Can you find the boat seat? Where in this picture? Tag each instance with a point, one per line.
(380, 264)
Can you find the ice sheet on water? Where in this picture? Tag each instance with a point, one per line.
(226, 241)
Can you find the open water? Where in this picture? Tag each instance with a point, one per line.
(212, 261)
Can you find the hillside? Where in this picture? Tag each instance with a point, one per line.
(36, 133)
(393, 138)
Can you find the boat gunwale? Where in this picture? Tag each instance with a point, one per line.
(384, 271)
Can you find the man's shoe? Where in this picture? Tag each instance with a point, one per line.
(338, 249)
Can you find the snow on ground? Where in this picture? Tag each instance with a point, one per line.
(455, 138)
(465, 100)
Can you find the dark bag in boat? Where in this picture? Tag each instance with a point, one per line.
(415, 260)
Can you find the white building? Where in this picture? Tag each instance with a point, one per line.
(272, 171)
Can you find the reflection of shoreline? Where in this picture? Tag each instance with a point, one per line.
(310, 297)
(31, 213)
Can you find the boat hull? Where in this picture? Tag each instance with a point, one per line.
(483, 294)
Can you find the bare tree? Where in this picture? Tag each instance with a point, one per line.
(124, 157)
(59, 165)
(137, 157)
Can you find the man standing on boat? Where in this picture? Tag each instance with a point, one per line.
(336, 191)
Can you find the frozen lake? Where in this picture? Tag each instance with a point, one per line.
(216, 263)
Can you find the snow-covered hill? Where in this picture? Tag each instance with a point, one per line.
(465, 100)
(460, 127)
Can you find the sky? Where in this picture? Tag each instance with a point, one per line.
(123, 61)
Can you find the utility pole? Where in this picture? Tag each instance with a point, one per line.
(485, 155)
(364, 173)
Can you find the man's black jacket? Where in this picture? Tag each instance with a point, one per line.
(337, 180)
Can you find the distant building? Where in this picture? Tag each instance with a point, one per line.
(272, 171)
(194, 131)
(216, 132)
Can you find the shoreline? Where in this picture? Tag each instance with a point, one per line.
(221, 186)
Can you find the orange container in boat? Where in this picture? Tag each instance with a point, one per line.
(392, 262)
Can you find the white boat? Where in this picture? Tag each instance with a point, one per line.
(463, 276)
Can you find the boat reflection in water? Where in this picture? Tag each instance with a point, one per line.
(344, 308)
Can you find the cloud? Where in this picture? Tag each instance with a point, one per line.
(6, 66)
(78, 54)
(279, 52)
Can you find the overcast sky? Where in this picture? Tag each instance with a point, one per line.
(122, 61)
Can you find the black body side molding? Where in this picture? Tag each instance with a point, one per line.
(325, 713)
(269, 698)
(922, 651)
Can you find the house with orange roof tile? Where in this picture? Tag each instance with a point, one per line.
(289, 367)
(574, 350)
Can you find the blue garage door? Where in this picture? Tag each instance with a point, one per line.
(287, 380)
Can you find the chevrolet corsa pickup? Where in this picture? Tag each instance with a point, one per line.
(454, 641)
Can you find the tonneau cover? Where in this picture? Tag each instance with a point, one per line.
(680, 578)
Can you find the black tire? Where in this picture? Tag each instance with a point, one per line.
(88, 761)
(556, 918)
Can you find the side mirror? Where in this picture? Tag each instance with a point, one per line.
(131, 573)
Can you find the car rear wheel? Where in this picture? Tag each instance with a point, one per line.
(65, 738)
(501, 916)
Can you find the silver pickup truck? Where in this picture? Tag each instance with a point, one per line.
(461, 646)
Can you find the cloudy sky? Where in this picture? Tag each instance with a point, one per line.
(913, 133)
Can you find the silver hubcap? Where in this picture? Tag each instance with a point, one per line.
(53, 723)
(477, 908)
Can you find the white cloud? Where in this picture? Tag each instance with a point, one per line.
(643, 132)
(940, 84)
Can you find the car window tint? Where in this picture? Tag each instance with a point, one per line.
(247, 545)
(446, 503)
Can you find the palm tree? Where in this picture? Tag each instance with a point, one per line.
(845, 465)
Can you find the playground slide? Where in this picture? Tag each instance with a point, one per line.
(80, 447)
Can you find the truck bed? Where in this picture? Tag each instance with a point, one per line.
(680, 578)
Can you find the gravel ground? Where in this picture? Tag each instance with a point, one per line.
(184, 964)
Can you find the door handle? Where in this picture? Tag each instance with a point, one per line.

_____

EXERCISE REQUIREMENTS.
Taking the entries above, please repeat each one exactly.

TASK RESPONSE.
Can you find the boat seat? Where in this picture? Tag each instance with a point, one per line.
(380, 264)
Can you find the ice sheet on water? Where in this picture? Tag each instance with a point, one per line.
(226, 241)
Can you find the open water? Where in this picture? Tag each instance with a point, one per line.
(212, 261)
Can you find the hillside? Where in this picture? Tag each instance with a point, one per line.
(36, 133)
(393, 138)
Can you find the boat gunwale? Where in this picture? Tag each instance with a point, one per line.
(384, 271)
Can you find the man's shoe? Where in this picture? Tag each instance with a point, one per line.
(338, 249)
Can you find the snow on ground? Where in this picture? Tag each instance with a point, one per line.
(455, 138)
(465, 100)
Can you find the dark bag in boat? Where in this picture? Tag each instance with a point, one per line.
(415, 260)
Can you find the white building? Where in this picture? Tag each instance with a point, one per line.
(272, 171)
Can you find the reflection of shoreline? Where in this picture? Tag each instance with a point, one per line.
(310, 297)
(31, 213)
Can you find the boat hull? Where in this picture? Tag each instance with a point, one per line.
(483, 294)
Can you find the bare tree? Where in this picture? Tag each instance with a point, one per line.
(124, 157)
(59, 165)
(137, 157)
Can you find the man standing on boat? Where in this picture? Tag each instance with a point, one per line.
(336, 191)
Can you find the frozen lake? Where in this picture? Tag each instance with a point, one per line.
(216, 263)
Can you find the snow-covered hill? Where in this picture? Tag each instance with a point, one per line.
(465, 100)
(460, 127)
Can you find the sky? Where in this picture? Tag each instance with a point, one per line.
(123, 61)
Can you find the utility pole? Where in this picture? Tag each instance with a point, one per line.
(485, 155)
(364, 173)
Can you find the man's black jacket? Where in this picture? Tag each instance with a point, one per line.
(337, 180)
Can you find the distant building? Where in this picture? Tag each instance with a point, one per line.
(272, 171)
(194, 131)
(216, 132)
Can you find the shoreline? Where in this picture? Tag each instance with a point, one per line.
(221, 186)
Can you find the orange container in boat? Where in this picture? Tag each instance with a point, one per line.
(392, 262)
Can you find the white boat? Where in this picture? Tag each instance with a point, one per line.
(463, 276)
Can you find the boat reflection in water? Where in this picture? Tag each instance with a point, one per line.
(344, 308)
Can you find the cloud? Where in this picture? Tag each instance with a point, one per line.
(6, 66)
(78, 54)
(279, 52)
Can you find the overcast sky? Where in this picture? Tag each instance with a point, one per line.
(122, 61)
Can you find the black body side molding? Where in this picture? Tag each instance with a point, one per line.
(325, 713)
(269, 698)
(922, 651)
Can you find the house with orange roof tile? Where in this picture? Tag each instance with a point, one per line.
(289, 367)
(574, 350)
Can you find the blue garage door? Where in this picture? Tag each instance with a point, one per line.
(287, 380)
Can you find the chevrolet corsa pickup? Where in this picture? Tag each instance with a point, one per line.
(454, 641)
Can you find the tonneau cover? Where in this picture? Tag each instance with a point, one per line.
(680, 578)
Can you find the black tire? Where in this picture? Tag each instance with a point, one per line.
(88, 761)
(556, 918)
Can you find the side mirror? Where in this picture? Tag each instance with a point, one per line.
(131, 573)
Can you find the car rear wheel? Where in this picture? Tag each instance with a point, one per line.
(65, 738)
(501, 916)
Can you find the silver pickup truck? Where in this picture? Tag each instance with a point, one per line.
(461, 646)
Can you find the cloudy sky? Where in this picture? Tag each instance with a point, one per line.
(913, 133)
Can you find the silver hubcap? Where in this picture? Tag each instance with a point, one per line.
(53, 723)
(477, 908)
Can you find the white cloud? Where in this picture? Tag each instance with a point, one per line.
(643, 132)
(940, 84)
Can you find the car window tint? Where in this picture? Tag each instance with a point, one per line.
(247, 545)
(446, 503)
Can you find the palm tree? Where in this picture? Tag each instance with a point, one per line.
(845, 465)
Can you find the playground slide? Where in this picture? Tag each instance with a point, one per line.
(80, 447)
Can you find the truck bed? Where in this picture? Tag each instance with a point, one per line.
(680, 578)
Can you find the gravel ground? Where in this picture? Tag each instance with a point, one per line.
(184, 964)
Can you find the door handle? Where in this picture? Tag each instance with a point, one per line.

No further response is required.